**Exercise task:** Find the line that contains "Target: tractor front wheel" and print it and every line after it, exactly, please.

**Task data:**

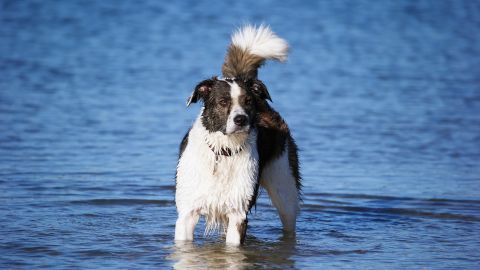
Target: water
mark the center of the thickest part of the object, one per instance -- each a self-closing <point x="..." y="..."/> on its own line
<point x="383" y="99"/>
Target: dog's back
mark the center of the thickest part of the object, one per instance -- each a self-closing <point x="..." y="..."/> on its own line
<point x="237" y="143"/>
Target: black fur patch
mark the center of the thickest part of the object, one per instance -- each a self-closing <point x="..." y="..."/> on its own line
<point x="218" y="105"/>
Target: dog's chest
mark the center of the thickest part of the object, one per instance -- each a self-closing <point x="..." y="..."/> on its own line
<point x="218" y="184"/>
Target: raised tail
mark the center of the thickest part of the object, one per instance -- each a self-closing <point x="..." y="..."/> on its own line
<point x="251" y="46"/>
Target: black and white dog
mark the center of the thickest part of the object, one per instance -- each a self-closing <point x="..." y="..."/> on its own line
<point x="237" y="144"/>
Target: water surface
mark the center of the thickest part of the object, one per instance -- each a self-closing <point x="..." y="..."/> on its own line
<point x="383" y="99"/>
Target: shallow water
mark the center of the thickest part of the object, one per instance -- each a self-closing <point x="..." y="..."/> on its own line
<point x="383" y="99"/>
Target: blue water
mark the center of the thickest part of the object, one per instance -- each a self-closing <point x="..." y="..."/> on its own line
<point x="383" y="98"/>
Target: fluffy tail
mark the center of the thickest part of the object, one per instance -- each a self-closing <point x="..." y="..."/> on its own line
<point x="250" y="48"/>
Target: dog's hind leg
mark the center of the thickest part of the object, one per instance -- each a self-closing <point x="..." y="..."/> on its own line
<point x="236" y="228"/>
<point x="185" y="225"/>
<point x="278" y="180"/>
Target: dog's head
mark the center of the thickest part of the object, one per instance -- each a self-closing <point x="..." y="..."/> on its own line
<point x="230" y="105"/>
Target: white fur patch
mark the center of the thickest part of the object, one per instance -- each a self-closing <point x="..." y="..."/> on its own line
<point x="216" y="195"/>
<point x="235" y="93"/>
<point x="261" y="41"/>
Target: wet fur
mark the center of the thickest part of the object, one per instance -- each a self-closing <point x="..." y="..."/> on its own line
<point x="225" y="188"/>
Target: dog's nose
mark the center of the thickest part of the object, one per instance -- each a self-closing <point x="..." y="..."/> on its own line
<point x="240" y="120"/>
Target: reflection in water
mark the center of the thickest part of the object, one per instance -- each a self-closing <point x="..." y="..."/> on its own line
<point x="218" y="255"/>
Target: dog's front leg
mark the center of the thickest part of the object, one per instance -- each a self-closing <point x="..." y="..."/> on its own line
<point x="185" y="226"/>
<point x="237" y="228"/>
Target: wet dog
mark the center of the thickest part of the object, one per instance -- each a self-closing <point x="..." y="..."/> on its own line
<point x="237" y="144"/>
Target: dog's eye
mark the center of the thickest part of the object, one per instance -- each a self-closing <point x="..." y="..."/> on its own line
<point x="223" y="102"/>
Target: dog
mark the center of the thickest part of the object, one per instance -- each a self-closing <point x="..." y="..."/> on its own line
<point x="237" y="144"/>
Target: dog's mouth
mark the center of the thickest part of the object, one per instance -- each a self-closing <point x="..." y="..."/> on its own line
<point x="237" y="130"/>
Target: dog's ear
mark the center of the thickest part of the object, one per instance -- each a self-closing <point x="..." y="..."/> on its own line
<point x="260" y="90"/>
<point x="202" y="90"/>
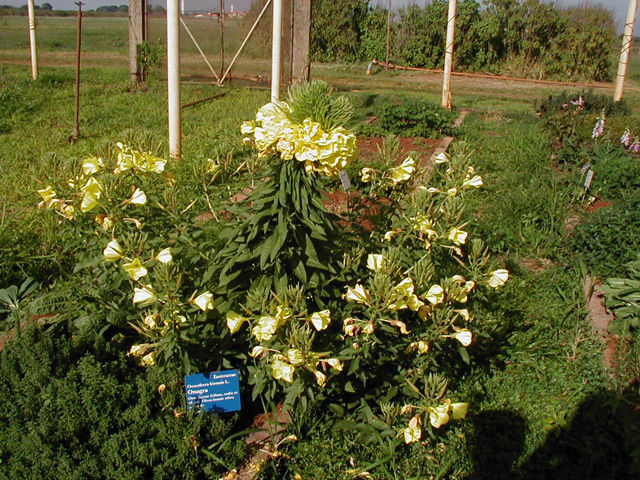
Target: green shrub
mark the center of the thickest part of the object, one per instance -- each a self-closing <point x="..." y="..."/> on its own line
<point x="410" y="118"/>
<point x="70" y="414"/>
<point x="609" y="238"/>
<point x="616" y="173"/>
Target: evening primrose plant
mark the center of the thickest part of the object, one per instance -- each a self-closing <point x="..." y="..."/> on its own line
<point x="119" y="214"/>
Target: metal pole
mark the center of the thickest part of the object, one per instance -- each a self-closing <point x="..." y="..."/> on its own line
<point x="276" y="50"/>
<point x="627" y="38"/>
<point x="246" y="39"/>
<point x="221" y="36"/>
<point x="204" y="57"/>
<point x="173" y="78"/>
<point x="76" y="122"/>
<point x="32" y="39"/>
<point x="386" y="67"/>
<point x="448" y="56"/>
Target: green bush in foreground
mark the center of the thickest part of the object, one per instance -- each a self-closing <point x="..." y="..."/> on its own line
<point x="70" y="414"/>
<point x="608" y="238"/>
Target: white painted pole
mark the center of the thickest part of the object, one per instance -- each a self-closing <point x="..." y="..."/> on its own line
<point x="626" y="47"/>
<point x="448" y="54"/>
<point x="276" y="50"/>
<point x="173" y="78"/>
<point x="32" y="39"/>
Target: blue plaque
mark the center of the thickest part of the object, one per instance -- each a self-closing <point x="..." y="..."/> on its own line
<point x="215" y="391"/>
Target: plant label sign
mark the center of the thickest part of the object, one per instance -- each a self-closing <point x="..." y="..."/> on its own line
<point x="584" y="168"/>
<point x="588" y="179"/>
<point x="215" y="391"/>
<point x="344" y="179"/>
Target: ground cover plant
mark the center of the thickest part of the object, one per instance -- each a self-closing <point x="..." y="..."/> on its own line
<point x="534" y="382"/>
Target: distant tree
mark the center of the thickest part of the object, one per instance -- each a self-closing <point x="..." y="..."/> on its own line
<point x="107" y="8"/>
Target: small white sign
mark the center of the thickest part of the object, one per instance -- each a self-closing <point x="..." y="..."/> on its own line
<point x="344" y="179"/>
<point x="588" y="179"/>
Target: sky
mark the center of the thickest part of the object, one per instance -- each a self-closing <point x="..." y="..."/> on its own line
<point x="619" y="7"/>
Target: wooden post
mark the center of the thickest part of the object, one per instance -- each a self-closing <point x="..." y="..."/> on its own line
<point x="173" y="78"/>
<point x="448" y="55"/>
<point x="76" y="119"/>
<point x="32" y="39"/>
<point x="276" y="50"/>
<point x="627" y="38"/>
<point x="286" y="45"/>
<point x="386" y="67"/>
<point x="222" y="36"/>
<point x="300" y="63"/>
<point x="137" y="34"/>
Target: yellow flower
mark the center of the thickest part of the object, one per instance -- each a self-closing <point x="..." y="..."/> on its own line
<point x="124" y="158"/>
<point x="151" y="321"/>
<point x="204" y="301"/>
<point x="154" y="164"/>
<point x="350" y="328"/>
<point x="148" y="360"/>
<point x="459" y="237"/>
<point x="91" y="165"/>
<point x="257" y="351"/>
<point x="459" y="410"/>
<point x="89" y="202"/>
<point x="135" y="269"/>
<point x="403" y="172"/>
<point x="402" y="297"/>
<point x="369" y="328"/>
<point x="391" y="233"/>
<point x="212" y="166"/>
<point x="138" y="350"/>
<point x="138" y="198"/>
<point x="67" y="211"/>
<point x="441" y="158"/>
<point x="321" y="320"/>
<point x="366" y="174"/>
<point x="439" y="415"/>
<point x="335" y="363"/>
<point x="358" y="294"/>
<point x="321" y="378"/>
<point x="234" y="321"/>
<point x="294" y="356"/>
<point x="265" y="329"/>
<point x="283" y="314"/>
<point x="375" y="262"/>
<point x="421" y="346"/>
<point x="465" y="337"/>
<point x="475" y="181"/>
<point x="92" y="186"/>
<point x="144" y="296"/>
<point x="498" y="278"/>
<point x="48" y="195"/>
<point x="435" y="295"/>
<point x="112" y="251"/>
<point x="164" y="256"/>
<point x="281" y="370"/>
<point x="105" y="222"/>
<point x="401" y="326"/>
<point x="413" y="432"/>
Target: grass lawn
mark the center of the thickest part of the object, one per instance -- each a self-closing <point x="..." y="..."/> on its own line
<point x="542" y="404"/>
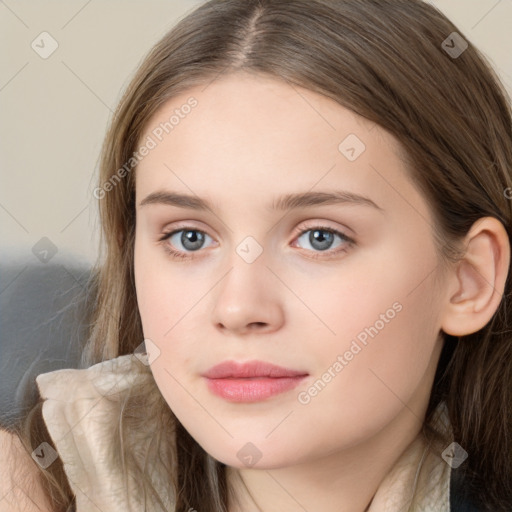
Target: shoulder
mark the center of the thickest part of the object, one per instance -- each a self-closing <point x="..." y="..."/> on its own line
<point x="20" y="485"/>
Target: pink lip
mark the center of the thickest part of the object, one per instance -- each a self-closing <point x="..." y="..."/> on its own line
<point x="252" y="381"/>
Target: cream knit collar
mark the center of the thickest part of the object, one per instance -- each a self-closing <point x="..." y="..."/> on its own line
<point x="81" y="410"/>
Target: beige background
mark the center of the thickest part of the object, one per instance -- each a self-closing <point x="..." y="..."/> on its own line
<point x="54" y="111"/>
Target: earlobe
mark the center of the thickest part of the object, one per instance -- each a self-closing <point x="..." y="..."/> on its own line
<point x="478" y="278"/>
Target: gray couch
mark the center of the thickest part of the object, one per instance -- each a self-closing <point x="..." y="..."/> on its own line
<point x="44" y="311"/>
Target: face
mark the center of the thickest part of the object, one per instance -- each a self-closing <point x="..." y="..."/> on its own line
<point x="342" y="292"/>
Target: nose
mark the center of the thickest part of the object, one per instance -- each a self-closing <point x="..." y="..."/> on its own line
<point x="249" y="300"/>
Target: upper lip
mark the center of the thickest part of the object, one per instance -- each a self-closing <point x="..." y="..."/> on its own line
<point x="249" y="369"/>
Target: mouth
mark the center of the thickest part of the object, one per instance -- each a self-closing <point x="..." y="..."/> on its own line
<point x="251" y="382"/>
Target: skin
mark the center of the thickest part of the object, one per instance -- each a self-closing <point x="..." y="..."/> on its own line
<point x="249" y="140"/>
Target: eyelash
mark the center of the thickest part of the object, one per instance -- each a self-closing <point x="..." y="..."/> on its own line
<point x="319" y="254"/>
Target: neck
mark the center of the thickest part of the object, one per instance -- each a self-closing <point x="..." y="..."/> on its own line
<point x="345" y="480"/>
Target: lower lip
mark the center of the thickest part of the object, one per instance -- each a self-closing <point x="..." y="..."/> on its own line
<point x="252" y="390"/>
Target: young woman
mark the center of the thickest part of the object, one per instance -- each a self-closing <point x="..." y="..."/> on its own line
<point x="306" y="214"/>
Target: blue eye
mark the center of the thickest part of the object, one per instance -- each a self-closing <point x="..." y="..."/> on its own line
<point x="191" y="239"/>
<point x="321" y="239"/>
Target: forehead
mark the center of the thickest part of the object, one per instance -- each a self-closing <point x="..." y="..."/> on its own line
<point x="255" y="135"/>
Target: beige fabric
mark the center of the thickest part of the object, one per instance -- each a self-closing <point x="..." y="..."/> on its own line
<point x="82" y="410"/>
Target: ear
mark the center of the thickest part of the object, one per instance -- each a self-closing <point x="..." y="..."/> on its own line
<point x="478" y="280"/>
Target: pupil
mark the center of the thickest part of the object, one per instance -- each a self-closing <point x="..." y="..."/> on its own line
<point x="318" y="237"/>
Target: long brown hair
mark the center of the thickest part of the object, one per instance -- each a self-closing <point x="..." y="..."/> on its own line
<point x="384" y="60"/>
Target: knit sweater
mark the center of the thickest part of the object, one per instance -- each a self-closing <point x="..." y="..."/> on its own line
<point x="81" y="411"/>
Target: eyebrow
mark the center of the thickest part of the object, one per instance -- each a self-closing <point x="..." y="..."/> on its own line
<point x="285" y="202"/>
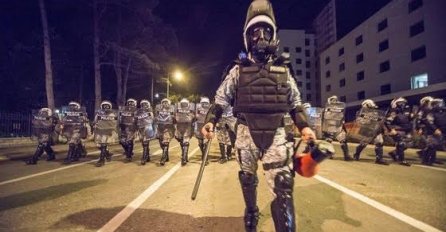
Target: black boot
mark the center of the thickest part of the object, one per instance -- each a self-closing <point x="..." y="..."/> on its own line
<point x="145" y="154"/>
<point x="129" y="154"/>
<point x="49" y="153"/>
<point x="70" y="153"/>
<point x="83" y="150"/>
<point x="165" y="155"/>
<point x="102" y="156"/>
<point x="249" y="188"/>
<point x="222" y="153"/>
<point x="228" y="152"/>
<point x="359" y="149"/>
<point x="392" y="154"/>
<point x="400" y="147"/>
<point x="344" y="148"/>
<point x="282" y="207"/>
<point x="37" y="154"/>
<point x="379" y="154"/>
<point x="184" y="151"/>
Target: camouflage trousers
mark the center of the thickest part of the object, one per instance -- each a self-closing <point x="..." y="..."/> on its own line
<point x="127" y="134"/>
<point x="183" y="132"/>
<point x="248" y="154"/>
<point x="165" y="133"/>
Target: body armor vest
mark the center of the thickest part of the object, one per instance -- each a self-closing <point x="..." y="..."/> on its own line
<point x="262" y="100"/>
<point x="201" y="112"/>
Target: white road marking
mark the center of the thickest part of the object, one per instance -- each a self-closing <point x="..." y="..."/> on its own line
<point x="430" y="167"/>
<point x="117" y="220"/>
<point x="392" y="212"/>
<point x="63" y="168"/>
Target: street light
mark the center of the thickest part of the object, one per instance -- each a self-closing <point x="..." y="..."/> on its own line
<point x="178" y="75"/>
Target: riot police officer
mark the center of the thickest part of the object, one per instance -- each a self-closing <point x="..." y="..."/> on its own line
<point x="105" y="125"/>
<point x="165" y="127"/>
<point x="260" y="131"/>
<point x="420" y="120"/>
<point x="43" y="124"/>
<point x="184" y="117"/>
<point x="399" y="122"/>
<point x="434" y="130"/>
<point x="372" y="118"/>
<point x="74" y="129"/>
<point x="127" y="126"/>
<point x="146" y="128"/>
<point x="333" y="127"/>
<point x="201" y="111"/>
<point x="226" y="135"/>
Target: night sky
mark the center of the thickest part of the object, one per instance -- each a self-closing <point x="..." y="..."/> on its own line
<point x="209" y="35"/>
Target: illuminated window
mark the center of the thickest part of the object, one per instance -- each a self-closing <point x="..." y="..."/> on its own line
<point x="419" y="81"/>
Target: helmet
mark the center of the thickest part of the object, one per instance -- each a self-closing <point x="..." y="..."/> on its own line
<point x="106" y="105"/>
<point x="437" y="103"/>
<point x="165" y="101"/>
<point x="74" y="105"/>
<point x="205" y="100"/>
<point x="131" y="102"/>
<point x="399" y="102"/>
<point x="259" y="32"/>
<point x="426" y="100"/>
<point x="332" y="99"/>
<point x="46" y="112"/>
<point x="369" y="103"/>
<point x="145" y="104"/>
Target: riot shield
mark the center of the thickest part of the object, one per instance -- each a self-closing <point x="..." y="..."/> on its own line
<point x="315" y="120"/>
<point x="367" y="125"/>
<point x="74" y="122"/>
<point x="145" y="124"/>
<point x="333" y="117"/>
<point x="127" y="121"/>
<point x="163" y="115"/>
<point x="42" y="126"/>
<point x="106" y="125"/>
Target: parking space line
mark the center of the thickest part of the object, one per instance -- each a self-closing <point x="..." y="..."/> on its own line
<point x="386" y="209"/>
<point x="429" y="167"/>
<point x="119" y="218"/>
<point x="66" y="167"/>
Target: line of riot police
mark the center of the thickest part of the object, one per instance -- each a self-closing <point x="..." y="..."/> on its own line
<point x="180" y="121"/>
<point x="400" y="122"/>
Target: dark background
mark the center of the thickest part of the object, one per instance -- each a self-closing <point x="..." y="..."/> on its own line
<point x="209" y="34"/>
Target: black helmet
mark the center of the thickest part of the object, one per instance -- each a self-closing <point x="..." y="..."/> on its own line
<point x="259" y="32"/>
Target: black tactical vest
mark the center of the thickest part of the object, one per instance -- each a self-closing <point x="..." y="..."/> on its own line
<point x="262" y="100"/>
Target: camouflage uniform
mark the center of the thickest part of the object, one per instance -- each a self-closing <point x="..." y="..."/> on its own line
<point x="74" y="130"/>
<point x="226" y="134"/>
<point x="165" y="127"/>
<point x="43" y="125"/>
<point x="184" y="116"/>
<point x="105" y="125"/>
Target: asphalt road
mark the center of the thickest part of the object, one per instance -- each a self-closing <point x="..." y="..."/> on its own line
<point x="120" y="196"/>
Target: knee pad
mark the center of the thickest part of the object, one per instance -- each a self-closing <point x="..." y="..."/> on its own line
<point x="283" y="182"/>
<point x="248" y="179"/>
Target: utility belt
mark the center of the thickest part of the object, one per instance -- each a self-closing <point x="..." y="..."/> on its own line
<point x="242" y="120"/>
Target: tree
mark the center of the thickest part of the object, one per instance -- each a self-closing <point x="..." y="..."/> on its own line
<point x="47" y="57"/>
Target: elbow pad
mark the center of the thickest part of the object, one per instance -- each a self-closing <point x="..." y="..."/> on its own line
<point x="214" y="114"/>
<point x="299" y="117"/>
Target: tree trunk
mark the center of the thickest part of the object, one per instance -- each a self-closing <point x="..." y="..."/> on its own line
<point x="97" y="66"/>
<point x="125" y="79"/>
<point x="119" y="82"/>
<point x="47" y="57"/>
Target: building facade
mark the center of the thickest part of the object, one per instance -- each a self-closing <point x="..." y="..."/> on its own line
<point x="398" y="51"/>
<point x="300" y="46"/>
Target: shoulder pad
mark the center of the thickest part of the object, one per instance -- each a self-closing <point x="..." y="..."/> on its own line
<point x="283" y="59"/>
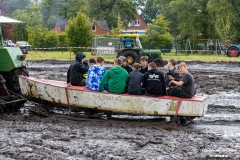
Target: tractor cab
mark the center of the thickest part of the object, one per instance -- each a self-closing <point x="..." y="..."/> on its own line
<point x="131" y="48"/>
<point x="130" y="41"/>
<point x="12" y="64"/>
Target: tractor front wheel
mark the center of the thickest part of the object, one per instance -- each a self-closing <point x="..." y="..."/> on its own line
<point x="233" y="51"/>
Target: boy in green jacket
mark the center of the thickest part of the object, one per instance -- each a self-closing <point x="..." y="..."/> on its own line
<point x="115" y="78"/>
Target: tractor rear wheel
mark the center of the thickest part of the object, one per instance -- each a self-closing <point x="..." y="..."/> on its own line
<point x="233" y="51"/>
<point x="132" y="56"/>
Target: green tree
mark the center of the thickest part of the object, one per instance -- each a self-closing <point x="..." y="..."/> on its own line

**Solution for this exercise:**
Target: tractor front wheel
mark the center of the thickest part of the object, one per instance -- each a self-closing <point x="..." y="..."/> on its own line
<point x="233" y="51"/>
Target: boy in green jacket
mark the center of the thickest part of the object, one per instance -- each a self-closing <point x="..." y="..."/> on its own line
<point x="115" y="78"/>
Target: tractor rear wheel
mark the center of the thickest part of the object, one per instance -- each a self-closing <point x="..." y="..."/> on its own line
<point x="233" y="51"/>
<point x="132" y="56"/>
Target: green tree
mark the center of the thickest part of the object, one per instance -- each a self-closing <point x="..." y="..."/> on its own line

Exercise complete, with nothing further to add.